• [What the task asks]
Reproduce the items without alteration from the first line through the line containing "643,339 -> 946,683", both ends included. Return only those lines.

(Rows of bounding-box annotation data)
• • • • • • •
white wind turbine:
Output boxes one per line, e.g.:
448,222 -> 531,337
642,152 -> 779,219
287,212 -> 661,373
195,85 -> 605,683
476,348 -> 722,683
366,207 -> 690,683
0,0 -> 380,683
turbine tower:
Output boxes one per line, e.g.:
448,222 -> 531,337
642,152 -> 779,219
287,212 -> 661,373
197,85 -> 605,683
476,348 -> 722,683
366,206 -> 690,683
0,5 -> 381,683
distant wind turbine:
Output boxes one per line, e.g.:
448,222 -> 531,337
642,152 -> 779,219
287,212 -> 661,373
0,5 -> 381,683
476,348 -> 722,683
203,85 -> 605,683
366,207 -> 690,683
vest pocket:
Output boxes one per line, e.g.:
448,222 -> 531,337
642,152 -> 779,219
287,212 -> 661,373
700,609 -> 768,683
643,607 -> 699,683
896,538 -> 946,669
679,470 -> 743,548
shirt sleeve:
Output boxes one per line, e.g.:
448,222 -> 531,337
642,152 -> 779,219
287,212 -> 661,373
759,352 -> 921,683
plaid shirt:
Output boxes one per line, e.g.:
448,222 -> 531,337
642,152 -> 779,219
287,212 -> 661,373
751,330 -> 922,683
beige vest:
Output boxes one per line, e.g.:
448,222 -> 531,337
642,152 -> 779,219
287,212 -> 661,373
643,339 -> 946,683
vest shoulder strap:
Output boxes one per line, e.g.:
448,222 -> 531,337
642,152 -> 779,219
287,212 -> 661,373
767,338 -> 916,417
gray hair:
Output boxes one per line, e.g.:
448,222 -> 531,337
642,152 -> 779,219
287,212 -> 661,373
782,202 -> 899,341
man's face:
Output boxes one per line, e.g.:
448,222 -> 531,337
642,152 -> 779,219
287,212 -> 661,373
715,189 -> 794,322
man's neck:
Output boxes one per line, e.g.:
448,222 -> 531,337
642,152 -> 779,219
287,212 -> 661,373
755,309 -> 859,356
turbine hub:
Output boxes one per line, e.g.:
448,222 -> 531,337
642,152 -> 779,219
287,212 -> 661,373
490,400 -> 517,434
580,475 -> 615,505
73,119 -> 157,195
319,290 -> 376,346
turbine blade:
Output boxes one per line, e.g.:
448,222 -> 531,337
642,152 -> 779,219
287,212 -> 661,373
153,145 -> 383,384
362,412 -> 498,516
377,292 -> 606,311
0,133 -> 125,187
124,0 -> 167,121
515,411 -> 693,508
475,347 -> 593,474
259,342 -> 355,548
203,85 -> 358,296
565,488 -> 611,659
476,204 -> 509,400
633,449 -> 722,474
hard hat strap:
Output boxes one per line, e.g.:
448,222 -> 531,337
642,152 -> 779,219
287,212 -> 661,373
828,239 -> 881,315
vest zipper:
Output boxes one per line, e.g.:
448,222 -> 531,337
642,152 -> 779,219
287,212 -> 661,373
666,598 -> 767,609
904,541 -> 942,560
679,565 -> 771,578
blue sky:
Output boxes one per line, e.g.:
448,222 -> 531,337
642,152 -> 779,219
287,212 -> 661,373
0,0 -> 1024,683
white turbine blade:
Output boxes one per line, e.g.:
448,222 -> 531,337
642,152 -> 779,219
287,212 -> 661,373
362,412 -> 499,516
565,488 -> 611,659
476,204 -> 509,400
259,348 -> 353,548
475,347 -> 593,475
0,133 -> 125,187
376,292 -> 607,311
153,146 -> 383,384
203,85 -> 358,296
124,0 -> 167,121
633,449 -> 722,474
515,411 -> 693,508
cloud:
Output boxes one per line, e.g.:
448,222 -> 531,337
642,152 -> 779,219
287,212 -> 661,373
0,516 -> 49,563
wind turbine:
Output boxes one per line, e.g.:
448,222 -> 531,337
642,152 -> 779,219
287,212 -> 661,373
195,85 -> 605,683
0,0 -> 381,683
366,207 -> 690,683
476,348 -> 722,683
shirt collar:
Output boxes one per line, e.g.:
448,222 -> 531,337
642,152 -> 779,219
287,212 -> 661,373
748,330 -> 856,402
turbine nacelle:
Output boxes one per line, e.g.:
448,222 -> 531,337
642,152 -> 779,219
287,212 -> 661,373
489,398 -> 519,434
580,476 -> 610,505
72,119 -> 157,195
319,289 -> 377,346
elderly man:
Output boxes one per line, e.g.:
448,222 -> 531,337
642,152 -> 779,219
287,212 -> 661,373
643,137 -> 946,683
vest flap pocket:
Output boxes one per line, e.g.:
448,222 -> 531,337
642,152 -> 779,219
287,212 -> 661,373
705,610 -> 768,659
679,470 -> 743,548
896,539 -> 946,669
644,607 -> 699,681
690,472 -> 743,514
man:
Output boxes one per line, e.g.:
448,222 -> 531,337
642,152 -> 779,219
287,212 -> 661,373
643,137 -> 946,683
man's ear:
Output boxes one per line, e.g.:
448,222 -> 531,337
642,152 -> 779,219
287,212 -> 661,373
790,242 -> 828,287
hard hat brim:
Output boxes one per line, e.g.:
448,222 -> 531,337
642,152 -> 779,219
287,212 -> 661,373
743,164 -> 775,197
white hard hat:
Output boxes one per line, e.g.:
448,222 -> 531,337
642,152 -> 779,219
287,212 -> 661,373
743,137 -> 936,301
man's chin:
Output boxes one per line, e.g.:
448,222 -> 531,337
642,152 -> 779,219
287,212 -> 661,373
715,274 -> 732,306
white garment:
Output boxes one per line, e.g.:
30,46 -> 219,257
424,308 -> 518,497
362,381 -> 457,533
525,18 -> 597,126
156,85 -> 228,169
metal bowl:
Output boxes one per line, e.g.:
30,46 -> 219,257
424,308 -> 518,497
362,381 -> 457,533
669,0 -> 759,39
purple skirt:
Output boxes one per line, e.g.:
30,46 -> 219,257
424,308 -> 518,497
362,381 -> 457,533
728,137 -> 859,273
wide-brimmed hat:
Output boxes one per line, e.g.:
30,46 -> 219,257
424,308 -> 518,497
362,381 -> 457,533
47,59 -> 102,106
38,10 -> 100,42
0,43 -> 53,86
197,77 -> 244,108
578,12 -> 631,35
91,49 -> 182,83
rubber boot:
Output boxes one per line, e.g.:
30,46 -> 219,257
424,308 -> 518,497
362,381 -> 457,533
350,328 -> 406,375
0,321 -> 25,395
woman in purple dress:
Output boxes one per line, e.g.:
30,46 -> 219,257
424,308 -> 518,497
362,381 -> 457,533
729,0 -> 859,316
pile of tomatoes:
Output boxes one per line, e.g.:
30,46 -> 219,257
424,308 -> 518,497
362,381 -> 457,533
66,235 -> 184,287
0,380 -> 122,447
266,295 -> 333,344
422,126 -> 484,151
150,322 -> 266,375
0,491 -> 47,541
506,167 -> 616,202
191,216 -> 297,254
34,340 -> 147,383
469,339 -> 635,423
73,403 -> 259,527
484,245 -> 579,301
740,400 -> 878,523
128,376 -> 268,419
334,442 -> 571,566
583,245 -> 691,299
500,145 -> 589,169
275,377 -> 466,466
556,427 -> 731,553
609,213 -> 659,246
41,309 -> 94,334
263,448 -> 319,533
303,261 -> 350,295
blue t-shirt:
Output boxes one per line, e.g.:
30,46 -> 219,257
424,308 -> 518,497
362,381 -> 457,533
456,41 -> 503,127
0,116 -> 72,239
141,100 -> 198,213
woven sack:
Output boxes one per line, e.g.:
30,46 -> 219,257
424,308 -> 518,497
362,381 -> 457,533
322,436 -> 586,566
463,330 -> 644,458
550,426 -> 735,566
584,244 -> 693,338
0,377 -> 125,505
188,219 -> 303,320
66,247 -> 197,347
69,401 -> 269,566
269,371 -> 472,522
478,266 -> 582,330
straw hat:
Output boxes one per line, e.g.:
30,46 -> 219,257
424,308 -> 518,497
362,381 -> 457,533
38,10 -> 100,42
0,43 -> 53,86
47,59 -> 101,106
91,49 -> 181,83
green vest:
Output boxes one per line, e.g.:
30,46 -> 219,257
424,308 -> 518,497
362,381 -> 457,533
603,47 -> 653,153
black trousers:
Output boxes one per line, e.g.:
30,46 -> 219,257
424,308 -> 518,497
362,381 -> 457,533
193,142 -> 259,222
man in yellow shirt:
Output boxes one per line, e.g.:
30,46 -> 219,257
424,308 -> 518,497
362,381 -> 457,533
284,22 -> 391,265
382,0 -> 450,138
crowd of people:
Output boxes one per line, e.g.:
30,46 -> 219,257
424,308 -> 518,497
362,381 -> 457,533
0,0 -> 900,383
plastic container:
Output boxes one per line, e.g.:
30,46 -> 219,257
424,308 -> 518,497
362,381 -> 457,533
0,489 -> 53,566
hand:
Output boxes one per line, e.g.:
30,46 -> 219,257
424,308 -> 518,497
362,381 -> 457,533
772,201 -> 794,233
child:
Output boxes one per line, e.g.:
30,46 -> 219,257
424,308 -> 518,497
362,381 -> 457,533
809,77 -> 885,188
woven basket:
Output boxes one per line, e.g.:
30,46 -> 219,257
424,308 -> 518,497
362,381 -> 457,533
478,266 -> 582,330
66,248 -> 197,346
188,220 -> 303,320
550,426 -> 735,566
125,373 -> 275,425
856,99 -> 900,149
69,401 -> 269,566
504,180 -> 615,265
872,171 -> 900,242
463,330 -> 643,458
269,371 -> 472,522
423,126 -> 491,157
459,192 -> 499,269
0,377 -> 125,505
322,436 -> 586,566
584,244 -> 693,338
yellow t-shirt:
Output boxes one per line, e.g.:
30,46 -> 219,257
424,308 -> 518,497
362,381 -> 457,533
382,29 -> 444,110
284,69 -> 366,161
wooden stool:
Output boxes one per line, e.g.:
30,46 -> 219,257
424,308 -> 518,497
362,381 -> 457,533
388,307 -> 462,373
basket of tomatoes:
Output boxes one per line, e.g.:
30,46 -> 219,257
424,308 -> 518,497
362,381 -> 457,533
• • • • • • •
• [Result below]
white wind turbine:
Output boxes one per line, e.g.:
448,222 -> 531,337
642,152 -> 779,219
287,212 -> 661,373
195,85 -> 605,683
476,348 -> 722,683
366,207 -> 690,683
0,0 -> 380,683
turbine tower:
Output boxes one per line, e.g.:
448,222 -> 531,337
642,152 -> 779,219
287,212 -> 661,373
197,85 -> 605,683
476,348 -> 722,683
366,206 -> 690,683
0,5 -> 381,683
distant wind turbine:
Output boxes one per line, e.g.:
448,222 -> 531,337
642,152 -> 779,219
287,212 -> 661,373
0,5 -> 381,683
476,348 -> 722,683
203,85 -> 605,683
366,207 -> 690,683
vest pocket:
Output boxes one per line, e.g.:
448,222 -> 531,337
642,152 -> 779,219
287,212 -> 661,373
700,609 -> 768,683
643,607 -> 699,683
896,538 -> 946,669
679,470 -> 743,548
shirt sleeve:
Output boxes one per line, e.g.:
448,222 -> 531,337
642,152 -> 779,219
287,212 -> 661,373
759,352 -> 921,683
plaid shirt:
Output boxes one per line, e.g.:
448,222 -> 531,337
642,152 -> 779,219
287,212 -> 661,373
751,330 -> 922,683
beige vest:
Output boxes one per line, e.g.:
448,222 -> 531,337
642,152 -> 779,219
287,212 -> 661,373
643,339 -> 946,683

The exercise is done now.